VOTRE OBJECTIF: Relevez, dans l'extrait sur les datawalks de FARI, tous les exemples de capteurs de données de l'espace public cités par Léa Rogliano.

Afin d’engager tous les publics à la cause, le jeune institut qui vient à peine de souffler ses trois bougies fait étroitement collaborer ses laboratoires de recherches avec les institutions publiques bruxelloises et les citoyen·nes. Dans son éventail d’initiatives déjà fourni, FARI peut compter sur ses datawalks. Des promenades urbaines 2.0 menées en groupe dans l’hypercentre de la capitale. “Une quantité de capteurs de données sont disposés un peu partout dans l’espace public, explique Léa Rogliano. Caméras ANPR (ndlr, ces caméras intelligentes de reconnaissance automatique de plaques d’immatriculation), poubelles connectées, recharges de voitures électriques… Pendant ces datawalks, nous tentons de comprendre avec les marcheur·euses pourquoi nos données sont récoltées, par qui et à quelles fins, afin de se demander dans quelle mesure le développement de villes intelligentes peut engendrer des environnements urbains plus efficaces et plus durables.”

EXTRAITS DU LISTING:
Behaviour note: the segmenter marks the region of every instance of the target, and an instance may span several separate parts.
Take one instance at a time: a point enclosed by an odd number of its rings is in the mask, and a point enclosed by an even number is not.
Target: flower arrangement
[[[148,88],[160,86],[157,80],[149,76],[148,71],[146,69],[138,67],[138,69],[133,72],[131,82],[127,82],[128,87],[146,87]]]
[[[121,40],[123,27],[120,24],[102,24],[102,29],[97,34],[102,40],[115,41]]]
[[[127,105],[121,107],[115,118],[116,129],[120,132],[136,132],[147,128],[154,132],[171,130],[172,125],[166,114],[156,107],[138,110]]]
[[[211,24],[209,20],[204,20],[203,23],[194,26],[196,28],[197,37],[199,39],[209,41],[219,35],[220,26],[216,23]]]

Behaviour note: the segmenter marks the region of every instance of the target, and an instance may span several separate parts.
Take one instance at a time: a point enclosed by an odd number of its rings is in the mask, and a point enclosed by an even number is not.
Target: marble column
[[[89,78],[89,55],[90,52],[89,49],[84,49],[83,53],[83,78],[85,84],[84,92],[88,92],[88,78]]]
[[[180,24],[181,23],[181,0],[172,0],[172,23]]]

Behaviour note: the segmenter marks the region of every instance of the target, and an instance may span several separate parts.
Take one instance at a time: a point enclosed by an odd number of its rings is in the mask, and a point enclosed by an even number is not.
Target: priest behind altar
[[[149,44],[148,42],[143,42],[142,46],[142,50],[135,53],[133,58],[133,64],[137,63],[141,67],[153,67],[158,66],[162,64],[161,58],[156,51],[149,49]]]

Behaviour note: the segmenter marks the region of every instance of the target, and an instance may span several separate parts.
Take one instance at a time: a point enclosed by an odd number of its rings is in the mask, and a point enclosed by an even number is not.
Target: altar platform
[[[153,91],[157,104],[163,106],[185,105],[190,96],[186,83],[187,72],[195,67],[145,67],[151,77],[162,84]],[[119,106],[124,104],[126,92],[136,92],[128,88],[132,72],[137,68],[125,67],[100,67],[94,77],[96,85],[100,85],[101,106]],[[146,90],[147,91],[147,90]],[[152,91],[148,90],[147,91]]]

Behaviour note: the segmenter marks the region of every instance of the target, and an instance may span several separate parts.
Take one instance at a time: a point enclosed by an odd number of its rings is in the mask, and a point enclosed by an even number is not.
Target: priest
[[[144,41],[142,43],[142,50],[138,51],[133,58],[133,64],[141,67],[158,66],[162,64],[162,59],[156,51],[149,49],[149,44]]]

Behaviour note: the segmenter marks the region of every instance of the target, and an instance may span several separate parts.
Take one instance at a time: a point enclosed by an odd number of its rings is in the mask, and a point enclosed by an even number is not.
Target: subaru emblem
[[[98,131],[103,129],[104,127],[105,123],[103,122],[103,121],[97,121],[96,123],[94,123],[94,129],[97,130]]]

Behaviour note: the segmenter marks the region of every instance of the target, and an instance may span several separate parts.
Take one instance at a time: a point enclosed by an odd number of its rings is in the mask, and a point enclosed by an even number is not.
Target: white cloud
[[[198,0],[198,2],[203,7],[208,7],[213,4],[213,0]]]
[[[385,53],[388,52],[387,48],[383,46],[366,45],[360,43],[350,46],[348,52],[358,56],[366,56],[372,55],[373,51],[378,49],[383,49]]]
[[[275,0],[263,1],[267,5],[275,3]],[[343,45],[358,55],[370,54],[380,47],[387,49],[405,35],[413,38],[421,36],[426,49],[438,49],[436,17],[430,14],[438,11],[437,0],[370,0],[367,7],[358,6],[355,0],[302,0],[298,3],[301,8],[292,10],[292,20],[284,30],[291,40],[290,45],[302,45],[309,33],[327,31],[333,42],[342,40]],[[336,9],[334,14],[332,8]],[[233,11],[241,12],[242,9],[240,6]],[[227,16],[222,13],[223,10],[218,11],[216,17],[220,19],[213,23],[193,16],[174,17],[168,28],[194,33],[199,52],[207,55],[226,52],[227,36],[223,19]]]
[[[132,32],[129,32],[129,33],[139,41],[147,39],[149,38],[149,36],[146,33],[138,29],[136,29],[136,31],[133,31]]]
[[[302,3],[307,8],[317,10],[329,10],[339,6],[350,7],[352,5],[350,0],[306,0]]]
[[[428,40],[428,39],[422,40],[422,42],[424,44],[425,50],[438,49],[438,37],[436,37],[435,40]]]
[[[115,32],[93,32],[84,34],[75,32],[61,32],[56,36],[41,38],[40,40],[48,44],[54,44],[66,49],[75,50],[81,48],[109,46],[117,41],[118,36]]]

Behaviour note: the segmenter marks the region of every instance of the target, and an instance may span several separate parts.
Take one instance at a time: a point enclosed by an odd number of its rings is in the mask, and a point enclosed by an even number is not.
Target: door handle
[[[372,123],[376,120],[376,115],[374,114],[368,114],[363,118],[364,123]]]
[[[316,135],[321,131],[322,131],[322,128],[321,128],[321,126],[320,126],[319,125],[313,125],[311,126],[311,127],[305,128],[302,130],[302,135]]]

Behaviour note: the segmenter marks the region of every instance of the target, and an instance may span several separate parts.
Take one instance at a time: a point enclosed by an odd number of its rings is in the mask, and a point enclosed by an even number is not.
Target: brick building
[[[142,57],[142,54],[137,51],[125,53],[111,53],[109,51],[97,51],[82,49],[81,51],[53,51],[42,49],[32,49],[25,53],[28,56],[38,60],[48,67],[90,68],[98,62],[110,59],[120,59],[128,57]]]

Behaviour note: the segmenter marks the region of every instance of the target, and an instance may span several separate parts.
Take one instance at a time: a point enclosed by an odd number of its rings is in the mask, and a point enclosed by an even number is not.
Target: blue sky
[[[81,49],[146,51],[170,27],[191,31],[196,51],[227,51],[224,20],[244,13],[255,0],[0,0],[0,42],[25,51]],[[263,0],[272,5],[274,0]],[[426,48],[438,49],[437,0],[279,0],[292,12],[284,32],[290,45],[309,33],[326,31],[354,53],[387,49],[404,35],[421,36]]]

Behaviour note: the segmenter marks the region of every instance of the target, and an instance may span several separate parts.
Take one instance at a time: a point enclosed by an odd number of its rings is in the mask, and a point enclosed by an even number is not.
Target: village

SOLUTION: Caméras ANPR, poubelles connectées, recharges de voitures électriques.